#### [Region pointing data]
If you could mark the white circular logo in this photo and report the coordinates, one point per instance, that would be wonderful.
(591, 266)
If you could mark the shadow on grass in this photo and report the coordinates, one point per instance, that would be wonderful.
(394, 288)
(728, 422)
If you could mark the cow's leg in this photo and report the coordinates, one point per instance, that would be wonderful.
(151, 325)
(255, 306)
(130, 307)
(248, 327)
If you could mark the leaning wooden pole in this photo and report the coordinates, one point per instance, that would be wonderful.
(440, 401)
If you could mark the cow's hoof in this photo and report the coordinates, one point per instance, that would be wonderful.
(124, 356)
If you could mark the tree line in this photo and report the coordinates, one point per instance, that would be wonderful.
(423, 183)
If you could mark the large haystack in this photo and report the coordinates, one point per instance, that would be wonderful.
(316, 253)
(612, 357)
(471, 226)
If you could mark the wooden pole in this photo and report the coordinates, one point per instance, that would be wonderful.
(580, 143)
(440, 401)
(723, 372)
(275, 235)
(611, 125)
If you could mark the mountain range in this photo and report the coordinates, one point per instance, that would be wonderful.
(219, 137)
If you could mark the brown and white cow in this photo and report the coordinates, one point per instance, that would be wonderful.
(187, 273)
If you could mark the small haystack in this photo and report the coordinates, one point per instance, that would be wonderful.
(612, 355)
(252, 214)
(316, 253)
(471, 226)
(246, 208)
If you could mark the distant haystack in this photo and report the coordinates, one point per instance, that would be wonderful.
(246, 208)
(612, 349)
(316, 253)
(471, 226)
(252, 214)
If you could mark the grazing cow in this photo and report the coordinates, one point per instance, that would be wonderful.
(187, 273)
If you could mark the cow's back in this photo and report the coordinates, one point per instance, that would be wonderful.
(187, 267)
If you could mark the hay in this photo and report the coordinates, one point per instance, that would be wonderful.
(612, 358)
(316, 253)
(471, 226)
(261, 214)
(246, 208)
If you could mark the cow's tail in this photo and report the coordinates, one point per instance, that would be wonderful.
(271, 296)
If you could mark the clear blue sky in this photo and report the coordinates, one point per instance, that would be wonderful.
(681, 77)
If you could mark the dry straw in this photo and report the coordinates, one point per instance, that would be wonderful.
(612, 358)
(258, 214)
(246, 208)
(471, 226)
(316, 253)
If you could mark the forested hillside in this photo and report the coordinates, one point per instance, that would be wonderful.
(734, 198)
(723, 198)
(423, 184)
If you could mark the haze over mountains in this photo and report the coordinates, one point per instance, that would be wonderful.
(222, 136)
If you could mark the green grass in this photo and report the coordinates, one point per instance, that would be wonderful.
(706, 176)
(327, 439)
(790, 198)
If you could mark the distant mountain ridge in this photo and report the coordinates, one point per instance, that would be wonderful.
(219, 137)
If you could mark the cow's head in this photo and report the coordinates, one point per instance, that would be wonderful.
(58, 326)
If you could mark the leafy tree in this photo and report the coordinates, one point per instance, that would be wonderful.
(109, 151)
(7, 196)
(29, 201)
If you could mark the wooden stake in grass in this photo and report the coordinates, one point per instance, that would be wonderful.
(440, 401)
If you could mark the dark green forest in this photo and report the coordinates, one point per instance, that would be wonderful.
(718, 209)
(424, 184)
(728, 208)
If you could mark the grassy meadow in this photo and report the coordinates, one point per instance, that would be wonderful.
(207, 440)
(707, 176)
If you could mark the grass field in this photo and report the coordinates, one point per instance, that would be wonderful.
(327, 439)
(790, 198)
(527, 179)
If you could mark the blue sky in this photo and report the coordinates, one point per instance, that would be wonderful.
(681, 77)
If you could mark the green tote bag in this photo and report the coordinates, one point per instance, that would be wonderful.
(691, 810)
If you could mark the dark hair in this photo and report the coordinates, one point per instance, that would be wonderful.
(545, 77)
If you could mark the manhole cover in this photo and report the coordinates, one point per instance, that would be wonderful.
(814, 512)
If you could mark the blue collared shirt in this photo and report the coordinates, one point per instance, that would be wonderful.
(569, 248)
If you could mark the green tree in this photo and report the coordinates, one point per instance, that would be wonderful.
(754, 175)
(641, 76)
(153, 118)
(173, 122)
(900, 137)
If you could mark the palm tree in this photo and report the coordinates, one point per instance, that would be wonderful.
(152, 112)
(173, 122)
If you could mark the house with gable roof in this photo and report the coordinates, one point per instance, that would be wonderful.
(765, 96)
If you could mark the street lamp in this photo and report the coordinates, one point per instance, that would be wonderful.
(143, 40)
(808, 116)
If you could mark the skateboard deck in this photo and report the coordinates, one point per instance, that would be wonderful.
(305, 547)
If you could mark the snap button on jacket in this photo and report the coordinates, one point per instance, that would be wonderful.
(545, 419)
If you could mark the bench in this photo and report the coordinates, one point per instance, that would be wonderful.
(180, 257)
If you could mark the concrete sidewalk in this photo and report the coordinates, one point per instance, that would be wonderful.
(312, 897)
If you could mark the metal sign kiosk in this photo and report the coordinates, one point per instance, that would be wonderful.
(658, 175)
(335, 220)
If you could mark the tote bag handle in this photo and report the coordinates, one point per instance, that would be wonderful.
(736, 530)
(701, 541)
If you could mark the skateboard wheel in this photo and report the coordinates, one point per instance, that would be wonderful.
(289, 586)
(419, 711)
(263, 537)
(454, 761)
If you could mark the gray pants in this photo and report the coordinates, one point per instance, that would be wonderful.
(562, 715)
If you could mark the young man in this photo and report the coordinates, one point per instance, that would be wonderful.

#### [What is needed]
Each record above is to be returned verbatim.

#### [Answer space]
If you could mark the white circular logo in this photo and report the coordinates, one point per instance, that would be wonderful.
(591, 266)
If you could mark the shadow on grass in this photo and report the coordinates, one point per instance, that would be wonderful.
(394, 288)
(728, 422)
If you could mark the cow's leg in this photo and report the coordinates, one point per instance, that would be wonderful.
(151, 325)
(255, 306)
(130, 307)
(248, 327)
If you could mark the leaning wooden pole in this photo and report the coordinates, one point per instance, that would be wonderful.
(440, 401)
If you could mark the cow's hoof in this photo and report the coordinates, one point per instance, that would be wonderful.
(124, 356)
If you could mark the tree line in this photo and report the coordinates, one point per instance, that would be wonderful.
(423, 183)
If you could mark the large haystack in this photo and report the coordinates, one point per instance, that would be wonderful.
(316, 253)
(612, 357)
(471, 226)
If you could mark the wooden pole in this photo and report the coordinates, one point per instance, that would be wonderful.
(580, 143)
(440, 401)
(723, 372)
(275, 235)
(611, 125)
If you could mark the mountain range in this photo and report the coordinates, one point per instance, that would be wonderful.
(219, 137)
If you could mark the brown and white cow in this photo and report the coordinates, one point per instance, that would be wonderful.
(187, 273)
If you could mark the small haystack in this photo and report the coordinates, one point per instance, that would be wonderful.
(612, 355)
(252, 214)
(316, 253)
(471, 226)
(246, 208)
If you could mark the distant haystack in this photo and report the coordinates, one point per instance, that would be wonderful.
(246, 208)
(612, 349)
(316, 253)
(471, 226)
(252, 214)
If you could mark the grazing cow in this photo and report the coordinates, one point per instance, that would be wonderful.
(187, 273)
If you could mark the cow's back in this photo and report the coordinates, one point per instance, that would be wonderful.
(187, 267)
If you could mark the hay in this photo and report the coordinates, one point per instance, that would be wonderful.
(612, 358)
(316, 253)
(471, 226)
(261, 214)
(246, 208)
If you could mark the cow's tail in this photo and report the coordinates, one point per instance, that would be wonderful.
(271, 296)
If you could mark the clear blue sky in this photo and report the coordinates, one point per instance, that would be wonderful.
(681, 77)
If you could mark the dry straw in this photo and report the coordinates, one point per instance, that would be wonderful.
(612, 358)
(258, 214)
(246, 208)
(471, 226)
(316, 253)
If you could mark the forested hillside in this photo and report the coordinates, one point per instance, that would be wonderful.
(734, 198)
(723, 198)
(423, 184)
If you could mark the haze over mountains in this photo and report the coordinates, one point per instance, that would be wonderful.
(222, 136)
If you could mark the green grass in this photo and report the coordinates, one point per instance, that would be wonderful.
(706, 176)
(327, 439)
(790, 198)
If you could mark the distant mountain ridge in this photo and report the coordinates, one point per instance, that would be wonderful.
(219, 137)
If you could mark the cow's head in this photo and report the coordinates, one point per instance, that would be wonderful.
(58, 326)
If you could mark the leafy tree in this photo and report the coordinates, one point per instance, that would be wonderful.
(109, 151)
(7, 196)
(29, 201)
If you could mark the wooden stake in grass in this photo and report the coordinates, one point per instance, that would be wonderful.
(440, 401)
If you could mark the dark green forest in this photo and report the coordinates, one point per instance, that would be wonderful.
(718, 209)
(424, 184)
(728, 208)
If you could mark the grassy meadow in this photo and report the coordinates, one point per instance, that would be wonderful.
(207, 440)
(707, 176)
If you could mark the grass field in this photo and report the coordinates, one point per instance, that would be wonderful.
(327, 439)
(790, 198)
(527, 179)
If you could mark the blue sky in this photo and report the coordinates, one point per instance, that would be wonderful.
(681, 77)
If you could mark the green tote bag in this photo and report the coordinates, one point per instance, that would be wonderful.
(691, 810)
If you could mark the dark hair in this photo and report the coordinates, one point per instance, that would be wonderful.
(545, 77)
If you could mark the manhole cover in this photo and report the coordinates, one point per instance, that would be wonderful.
(814, 512)
If you could mark the blue collared shirt in this photo and report the coordinates, one point per instance, that would be wonderful.
(569, 248)
If you could mark the green tree in this photo and report the coordinates, one point per instance, that would be wonderful.
(754, 175)
(641, 76)
(153, 118)
(173, 122)
(900, 137)
If you could mark the palm tree in this photo and report the coordinates, one point per instance, that would be wonderful.
(152, 112)
(173, 122)
If you could mark the house with gable roof in this photo and report the coordinates, one point per instance, that would be wonderful.
(765, 96)
If you could mark the street lamp in this photo and report the coordinates, one point per instance, that would be wonderful.
(143, 40)
(808, 116)
If you could mark the skateboard deck in this photo and report the coordinates, one point per instance, that would be wonderful.
(305, 547)
If you could mark the snap button on jacket in this photo and report the coordinates, one point per instance, that would be wonderful.
(545, 419)
If you could mark the bench in this photo and report the coordinates, one point per instance, that would be wonderful.
(180, 257)
If you could mark the concrete sidewalk in this photo and report the coordinates, one point per instance, that would be wonderful.
(312, 897)
If you could mark the metal sign kiosk in this photo and report the coordinates, one point per instance, that would be wonderful.
(658, 175)
(335, 220)
If you could mark the tote bag handle in this photo and report the coordinates, one point per instance, that would be wonderful.
(736, 530)
(701, 541)
If you could mark the skateboard wheel in this photo and report the coordinates, one point per instance, that would be wonderful.
(289, 586)
(419, 711)
(263, 537)
(454, 761)
If you could mark the gray pants in this photo and report the coordinates, one point per instance, that would be wonderful.
(562, 715)
If you could mark the young man in this photo and report the coordinates, one point per instance, that would be wonderful.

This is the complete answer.